Supplied passage:
▽
A recent book review for a book titled ‘Towards a Critical Medical Practice: Reﬂections on the Dilemmas of Medical Culture Today‘ made me reflect on one of the prevailing questions facing physiotherapy in the 21st century. The review said this:
The study of the postcolonial Indian healthcare system with its manifold sociocultural complexities and incongruities offers rich cross-cultural perspectives; the interplay between the legacies of colonialism and the shifting priorities of a vibrant but bureaucratically entrenched state apparatus reveals that it has over the decades succumbed to pressures from neo-liberalism and the free market, and that its initial commitments to providing care to the economically disadvantaged or marginalized poor have at best been ambiguous. As with other facets of national development, India since 1947 has been straddling two wide-ranging policy alternatives: creating a worldclass medical infrastructure staffed by superspecialists and equipped with the latest cutting-edge technologies that cater to the needs of the wealthy and the powerful, while at the same time delivering basic curative services to the masses.
What struck me was that we too face a difficult challenge in the future. Do we move away from our traditional affinity with social welfare (in which we have historically been a profession for all the people in New Zealand), and move towards a profession of specialists?
The appeal of the specialist model is obvious. There are clearly not going to be enough physiotherapists to address all of the physical co-morbidities that are coming our way in the next few decades, and the slow dismantling of tertiary care, legislative protection of title, and the vertical encroachment into traditional physiotherapy skills point to a much less diverse role for us in the future.
That being said, are we ready yet to give up on large sections of the population to become specialists?
△
Data excerpts:
▽
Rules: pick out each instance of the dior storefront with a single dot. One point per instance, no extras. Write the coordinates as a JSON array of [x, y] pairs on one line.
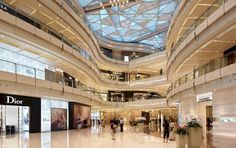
[[19, 114]]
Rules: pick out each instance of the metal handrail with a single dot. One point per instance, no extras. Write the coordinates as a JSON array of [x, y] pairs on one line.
[[38, 24], [63, 81], [197, 22], [203, 70]]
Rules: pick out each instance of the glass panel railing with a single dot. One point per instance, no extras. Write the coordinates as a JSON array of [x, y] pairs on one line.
[[52, 76], [203, 70], [204, 16], [51, 31]]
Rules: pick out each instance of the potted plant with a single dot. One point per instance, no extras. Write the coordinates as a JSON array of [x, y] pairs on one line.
[[195, 133], [181, 137], [140, 122]]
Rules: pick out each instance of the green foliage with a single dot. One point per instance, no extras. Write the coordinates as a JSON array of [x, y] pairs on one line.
[[181, 131], [193, 123]]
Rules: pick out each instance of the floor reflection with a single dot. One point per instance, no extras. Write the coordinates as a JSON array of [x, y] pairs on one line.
[[99, 137], [94, 137]]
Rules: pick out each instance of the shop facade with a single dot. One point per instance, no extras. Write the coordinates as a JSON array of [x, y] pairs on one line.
[[19, 114], [79, 115]]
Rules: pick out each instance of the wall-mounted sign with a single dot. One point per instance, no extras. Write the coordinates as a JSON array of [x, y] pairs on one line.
[[204, 97], [12, 100], [3, 7]]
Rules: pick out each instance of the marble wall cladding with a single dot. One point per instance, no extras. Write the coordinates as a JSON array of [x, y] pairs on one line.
[[224, 112]]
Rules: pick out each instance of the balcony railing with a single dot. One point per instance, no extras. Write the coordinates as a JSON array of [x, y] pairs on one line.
[[203, 70], [52, 76], [51, 31], [197, 22]]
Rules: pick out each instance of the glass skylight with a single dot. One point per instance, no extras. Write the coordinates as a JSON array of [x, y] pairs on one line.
[[132, 22]]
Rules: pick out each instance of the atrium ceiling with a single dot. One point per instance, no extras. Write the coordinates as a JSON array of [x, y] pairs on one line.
[[134, 21]]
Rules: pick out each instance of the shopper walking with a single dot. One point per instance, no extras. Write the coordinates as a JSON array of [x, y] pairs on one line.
[[121, 124], [113, 128], [166, 127]]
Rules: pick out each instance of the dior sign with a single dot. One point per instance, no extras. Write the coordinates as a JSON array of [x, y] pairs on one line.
[[204, 97], [12, 100]]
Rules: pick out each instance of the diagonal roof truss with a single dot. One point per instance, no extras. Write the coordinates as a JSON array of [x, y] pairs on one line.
[[132, 22]]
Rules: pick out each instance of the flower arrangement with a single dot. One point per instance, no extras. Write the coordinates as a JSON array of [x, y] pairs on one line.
[[181, 131], [193, 123]]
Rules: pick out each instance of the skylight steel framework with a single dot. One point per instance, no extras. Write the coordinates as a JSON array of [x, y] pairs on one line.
[[143, 22]]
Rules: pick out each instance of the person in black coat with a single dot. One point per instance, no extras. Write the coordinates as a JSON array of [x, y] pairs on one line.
[[166, 127]]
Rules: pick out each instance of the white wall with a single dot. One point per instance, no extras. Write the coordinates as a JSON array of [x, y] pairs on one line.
[[224, 112], [189, 108], [12, 116], [46, 105]]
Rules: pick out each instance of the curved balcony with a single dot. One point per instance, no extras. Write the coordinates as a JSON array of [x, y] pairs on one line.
[[200, 32], [113, 64], [35, 83], [52, 38], [214, 70]]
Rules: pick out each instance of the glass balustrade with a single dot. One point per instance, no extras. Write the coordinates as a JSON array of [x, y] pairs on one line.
[[204, 16], [83, 53], [203, 70]]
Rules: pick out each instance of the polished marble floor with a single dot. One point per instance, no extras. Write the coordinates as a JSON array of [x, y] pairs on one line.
[[85, 138]]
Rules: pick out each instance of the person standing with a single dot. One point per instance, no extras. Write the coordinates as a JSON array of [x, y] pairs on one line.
[[113, 128], [166, 127], [121, 124]]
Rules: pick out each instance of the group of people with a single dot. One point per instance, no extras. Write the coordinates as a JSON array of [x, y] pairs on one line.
[[168, 130], [114, 126]]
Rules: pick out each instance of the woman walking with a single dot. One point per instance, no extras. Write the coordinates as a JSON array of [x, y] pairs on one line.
[[166, 127]]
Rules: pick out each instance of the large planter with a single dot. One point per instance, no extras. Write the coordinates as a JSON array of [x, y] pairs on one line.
[[195, 137], [181, 140], [152, 126]]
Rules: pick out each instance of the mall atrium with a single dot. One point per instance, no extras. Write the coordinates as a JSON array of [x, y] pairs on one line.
[[117, 73]]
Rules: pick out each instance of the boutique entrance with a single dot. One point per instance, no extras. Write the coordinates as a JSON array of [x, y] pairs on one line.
[[14, 119]]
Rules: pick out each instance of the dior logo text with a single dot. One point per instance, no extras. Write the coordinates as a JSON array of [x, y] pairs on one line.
[[12, 100]]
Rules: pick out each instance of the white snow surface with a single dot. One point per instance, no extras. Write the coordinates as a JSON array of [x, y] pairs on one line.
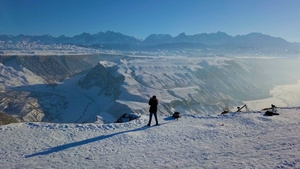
[[235, 140]]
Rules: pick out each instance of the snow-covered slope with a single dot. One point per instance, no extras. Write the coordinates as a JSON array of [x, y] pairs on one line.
[[69, 89], [236, 140]]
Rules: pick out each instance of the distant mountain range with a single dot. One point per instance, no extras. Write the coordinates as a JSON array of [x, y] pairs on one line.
[[116, 40]]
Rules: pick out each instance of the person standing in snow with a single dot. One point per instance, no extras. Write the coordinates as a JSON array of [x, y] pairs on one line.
[[153, 102]]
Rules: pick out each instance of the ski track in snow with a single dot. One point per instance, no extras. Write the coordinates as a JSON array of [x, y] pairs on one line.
[[236, 140]]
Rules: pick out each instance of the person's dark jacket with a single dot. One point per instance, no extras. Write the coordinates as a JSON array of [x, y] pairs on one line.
[[153, 102]]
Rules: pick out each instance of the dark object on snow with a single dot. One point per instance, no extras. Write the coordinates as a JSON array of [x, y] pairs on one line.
[[273, 112], [153, 102], [225, 112], [127, 117], [176, 115], [270, 113], [240, 108]]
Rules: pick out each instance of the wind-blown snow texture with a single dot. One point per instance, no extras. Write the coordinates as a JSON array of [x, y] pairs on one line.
[[235, 140]]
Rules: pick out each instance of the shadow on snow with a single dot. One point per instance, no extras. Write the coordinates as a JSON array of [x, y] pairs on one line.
[[79, 143]]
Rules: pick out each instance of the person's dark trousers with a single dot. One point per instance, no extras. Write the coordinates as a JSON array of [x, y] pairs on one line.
[[150, 118]]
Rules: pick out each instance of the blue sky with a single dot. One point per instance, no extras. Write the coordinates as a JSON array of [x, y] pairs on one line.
[[140, 18]]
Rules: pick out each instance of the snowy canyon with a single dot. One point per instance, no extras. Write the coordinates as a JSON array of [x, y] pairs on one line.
[[102, 87]]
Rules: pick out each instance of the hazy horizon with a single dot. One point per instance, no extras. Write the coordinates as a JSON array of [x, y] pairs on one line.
[[141, 18]]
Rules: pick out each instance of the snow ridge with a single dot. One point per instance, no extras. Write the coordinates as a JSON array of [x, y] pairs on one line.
[[238, 140]]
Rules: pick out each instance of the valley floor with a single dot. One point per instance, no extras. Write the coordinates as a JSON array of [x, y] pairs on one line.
[[235, 140]]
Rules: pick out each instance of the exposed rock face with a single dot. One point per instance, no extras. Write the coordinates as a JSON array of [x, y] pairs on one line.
[[105, 78]]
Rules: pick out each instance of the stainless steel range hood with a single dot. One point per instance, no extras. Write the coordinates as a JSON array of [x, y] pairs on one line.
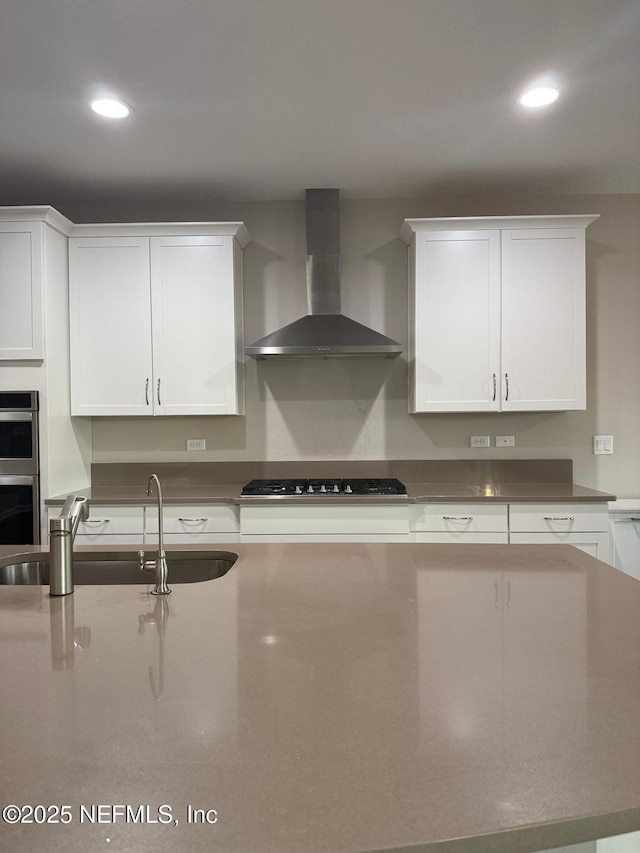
[[324, 332]]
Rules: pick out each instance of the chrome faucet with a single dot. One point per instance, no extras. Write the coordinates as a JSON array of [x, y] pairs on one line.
[[62, 532], [159, 565]]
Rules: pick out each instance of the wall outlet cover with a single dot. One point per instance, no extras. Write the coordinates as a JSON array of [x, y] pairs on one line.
[[602, 444], [505, 441], [479, 441]]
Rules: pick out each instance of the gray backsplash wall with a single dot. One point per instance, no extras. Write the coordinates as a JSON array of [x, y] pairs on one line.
[[357, 409]]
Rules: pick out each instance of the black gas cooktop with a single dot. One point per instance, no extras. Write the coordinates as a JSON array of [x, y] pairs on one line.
[[350, 486]]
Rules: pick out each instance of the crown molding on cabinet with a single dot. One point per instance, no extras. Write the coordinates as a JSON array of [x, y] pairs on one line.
[[38, 213], [478, 223], [165, 229]]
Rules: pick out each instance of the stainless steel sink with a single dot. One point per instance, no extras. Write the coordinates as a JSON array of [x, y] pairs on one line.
[[122, 567]]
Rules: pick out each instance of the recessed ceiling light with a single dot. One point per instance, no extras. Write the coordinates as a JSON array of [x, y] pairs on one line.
[[541, 96], [110, 107]]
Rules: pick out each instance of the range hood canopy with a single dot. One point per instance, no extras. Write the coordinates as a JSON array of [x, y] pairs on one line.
[[324, 332]]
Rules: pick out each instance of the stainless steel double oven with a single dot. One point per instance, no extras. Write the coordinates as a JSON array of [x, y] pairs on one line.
[[19, 468]]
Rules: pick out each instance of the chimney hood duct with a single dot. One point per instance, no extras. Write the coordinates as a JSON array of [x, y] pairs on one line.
[[324, 332]]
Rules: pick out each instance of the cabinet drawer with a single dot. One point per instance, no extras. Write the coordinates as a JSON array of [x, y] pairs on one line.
[[459, 518], [109, 520], [319, 519], [464, 538], [558, 518], [194, 518]]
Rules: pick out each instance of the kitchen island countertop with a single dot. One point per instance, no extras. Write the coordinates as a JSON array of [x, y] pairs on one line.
[[416, 492], [332, 698]]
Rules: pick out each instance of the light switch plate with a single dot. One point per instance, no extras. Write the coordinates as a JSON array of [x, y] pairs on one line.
[[505, 441], [602, 444], [479, 441]]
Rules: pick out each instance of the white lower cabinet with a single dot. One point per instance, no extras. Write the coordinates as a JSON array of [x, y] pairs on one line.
[[471, 523], [583, 525], [109, 525], [318, 523], [193, 523]]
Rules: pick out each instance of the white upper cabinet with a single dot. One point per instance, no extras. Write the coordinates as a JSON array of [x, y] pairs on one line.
[[21, 290], [156, 320], [497, 313]]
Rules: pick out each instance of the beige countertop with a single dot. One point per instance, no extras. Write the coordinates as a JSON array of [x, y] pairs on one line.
[[230, 493], [331, 698]]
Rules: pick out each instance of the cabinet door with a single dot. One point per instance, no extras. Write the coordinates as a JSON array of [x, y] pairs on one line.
[[625, 528], [21, 286], [455, 322], [194, 326], [543, 319], [110, 325]]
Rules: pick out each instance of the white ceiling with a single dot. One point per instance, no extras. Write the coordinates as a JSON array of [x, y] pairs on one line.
[[258, 99]]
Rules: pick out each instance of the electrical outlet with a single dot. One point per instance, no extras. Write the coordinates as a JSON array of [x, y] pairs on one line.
[[505, 441], [479, 441], [602, 444]]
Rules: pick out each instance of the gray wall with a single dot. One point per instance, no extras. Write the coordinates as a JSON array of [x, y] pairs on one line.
[[358, 409]]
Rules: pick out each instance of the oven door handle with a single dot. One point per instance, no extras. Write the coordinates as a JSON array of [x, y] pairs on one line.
[[17, 480], [19, 417]]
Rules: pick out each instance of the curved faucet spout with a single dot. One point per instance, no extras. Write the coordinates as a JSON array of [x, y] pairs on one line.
[[160, 563], [62, 531]]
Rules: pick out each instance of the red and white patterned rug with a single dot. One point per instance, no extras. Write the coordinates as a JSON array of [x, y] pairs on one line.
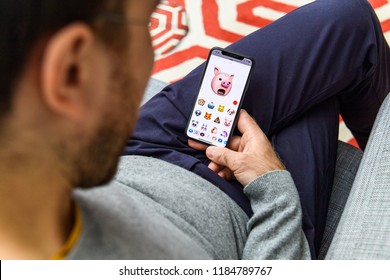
[[183, 31]]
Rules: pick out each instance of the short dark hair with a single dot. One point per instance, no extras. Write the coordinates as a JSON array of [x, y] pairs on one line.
[[24, 22]]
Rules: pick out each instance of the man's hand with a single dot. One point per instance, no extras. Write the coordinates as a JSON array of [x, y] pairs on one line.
[[248, 156]]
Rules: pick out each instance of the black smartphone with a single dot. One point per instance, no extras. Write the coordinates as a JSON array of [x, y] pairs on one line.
[[221, 92]]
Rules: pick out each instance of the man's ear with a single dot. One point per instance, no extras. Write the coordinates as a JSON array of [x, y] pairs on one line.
[[65, 70]]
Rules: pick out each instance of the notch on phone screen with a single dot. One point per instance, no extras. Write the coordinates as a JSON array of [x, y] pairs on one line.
[[220, 96]]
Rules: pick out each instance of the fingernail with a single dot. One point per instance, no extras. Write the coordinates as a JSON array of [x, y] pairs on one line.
[[210, 151]]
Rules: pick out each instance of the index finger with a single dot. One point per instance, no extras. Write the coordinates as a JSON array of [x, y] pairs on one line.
[[246, 123]]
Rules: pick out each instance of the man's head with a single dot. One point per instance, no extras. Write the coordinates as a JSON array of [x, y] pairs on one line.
[[73, 74]]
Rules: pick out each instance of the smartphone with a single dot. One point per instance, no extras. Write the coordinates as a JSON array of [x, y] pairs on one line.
△
Exercise brief: Return, word for word, the part of the physiotherapy passage that begins with the words containing "The appeal of" and ends with "to become specialists?".

Answer space:
The appeal of the specialist model is obvious. There are clearly not going to be enough physiotherapists to address all of the physical co-morbidities that are coming our way in the next few decades, and the slow dismantling of tertiary care, legislative protection of title, and the vertical encroachment into traditional physiotherapy skills point to a much less diverse role for us in the future.
That being said, are we ready yet to give up on large sections of the population to become specialists?